WHAT YOU SHOULD DO | Wherever the string "water" appears in the entries below, return the line that holds it.

ENTRIES SHOWN |
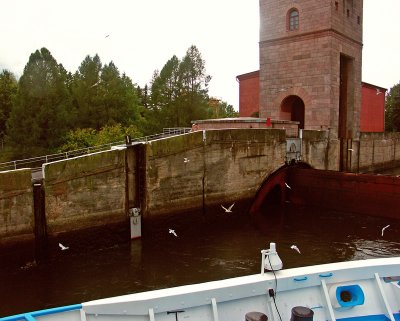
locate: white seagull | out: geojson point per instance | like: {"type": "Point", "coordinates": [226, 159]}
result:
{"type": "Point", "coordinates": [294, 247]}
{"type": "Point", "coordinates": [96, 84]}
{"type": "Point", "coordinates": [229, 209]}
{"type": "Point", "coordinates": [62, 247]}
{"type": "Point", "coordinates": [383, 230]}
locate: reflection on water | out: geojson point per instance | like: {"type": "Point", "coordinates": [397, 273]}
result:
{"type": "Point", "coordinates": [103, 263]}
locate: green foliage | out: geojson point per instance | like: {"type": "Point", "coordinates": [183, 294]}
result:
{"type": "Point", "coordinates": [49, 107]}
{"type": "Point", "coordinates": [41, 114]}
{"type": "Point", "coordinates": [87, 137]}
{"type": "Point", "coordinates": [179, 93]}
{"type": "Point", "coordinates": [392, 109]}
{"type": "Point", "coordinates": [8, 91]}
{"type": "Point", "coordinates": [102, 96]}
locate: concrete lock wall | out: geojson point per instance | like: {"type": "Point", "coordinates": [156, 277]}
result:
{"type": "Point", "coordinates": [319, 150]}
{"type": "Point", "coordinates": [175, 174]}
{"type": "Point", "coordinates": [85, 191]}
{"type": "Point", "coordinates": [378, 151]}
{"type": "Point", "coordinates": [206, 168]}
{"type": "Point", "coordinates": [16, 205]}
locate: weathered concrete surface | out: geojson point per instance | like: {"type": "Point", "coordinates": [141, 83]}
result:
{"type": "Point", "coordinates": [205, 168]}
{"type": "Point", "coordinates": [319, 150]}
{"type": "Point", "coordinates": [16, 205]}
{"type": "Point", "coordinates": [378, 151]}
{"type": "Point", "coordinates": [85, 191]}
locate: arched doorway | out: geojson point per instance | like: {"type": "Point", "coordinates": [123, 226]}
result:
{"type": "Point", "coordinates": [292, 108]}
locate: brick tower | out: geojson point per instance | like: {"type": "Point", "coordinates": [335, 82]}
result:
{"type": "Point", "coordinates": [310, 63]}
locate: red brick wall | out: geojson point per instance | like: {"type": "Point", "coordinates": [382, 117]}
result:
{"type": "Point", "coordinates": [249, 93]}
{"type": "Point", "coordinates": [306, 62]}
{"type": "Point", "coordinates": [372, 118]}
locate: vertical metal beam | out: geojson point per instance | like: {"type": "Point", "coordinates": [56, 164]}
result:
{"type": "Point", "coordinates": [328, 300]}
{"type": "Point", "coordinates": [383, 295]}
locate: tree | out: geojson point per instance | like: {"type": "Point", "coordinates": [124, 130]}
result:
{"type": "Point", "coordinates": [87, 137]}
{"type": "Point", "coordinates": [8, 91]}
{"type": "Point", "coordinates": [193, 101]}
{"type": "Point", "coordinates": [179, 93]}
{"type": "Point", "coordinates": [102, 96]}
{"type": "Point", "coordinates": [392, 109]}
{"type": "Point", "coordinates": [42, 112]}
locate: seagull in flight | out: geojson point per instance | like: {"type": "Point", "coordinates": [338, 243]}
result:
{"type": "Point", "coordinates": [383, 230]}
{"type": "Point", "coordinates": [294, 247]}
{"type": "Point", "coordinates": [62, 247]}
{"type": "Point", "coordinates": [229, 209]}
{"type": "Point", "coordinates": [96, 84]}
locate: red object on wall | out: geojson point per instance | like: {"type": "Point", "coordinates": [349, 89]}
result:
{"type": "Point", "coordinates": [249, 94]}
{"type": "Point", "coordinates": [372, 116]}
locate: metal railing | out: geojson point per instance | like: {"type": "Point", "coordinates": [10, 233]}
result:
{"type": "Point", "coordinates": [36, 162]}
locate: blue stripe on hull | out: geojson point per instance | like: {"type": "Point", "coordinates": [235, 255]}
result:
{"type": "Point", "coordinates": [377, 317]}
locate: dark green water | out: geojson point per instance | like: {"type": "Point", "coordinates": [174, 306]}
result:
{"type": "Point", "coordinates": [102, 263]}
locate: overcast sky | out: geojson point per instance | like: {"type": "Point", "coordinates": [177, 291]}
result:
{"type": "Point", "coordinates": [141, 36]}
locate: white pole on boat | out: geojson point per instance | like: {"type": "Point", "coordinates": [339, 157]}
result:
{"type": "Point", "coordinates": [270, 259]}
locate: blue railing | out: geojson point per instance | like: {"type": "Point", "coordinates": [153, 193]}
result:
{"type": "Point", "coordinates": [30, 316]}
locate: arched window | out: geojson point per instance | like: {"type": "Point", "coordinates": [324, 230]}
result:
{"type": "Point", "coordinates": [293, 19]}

RESPONSE TO THE EXERCISE |
locate: reflection on water | out: geojson point per instance | like: {"type": "Point", "coordinates": [397, 273]}
locate: dark green water | out: geojson point per instance | like: {"type": "Point", "coordinates": [174, 306]}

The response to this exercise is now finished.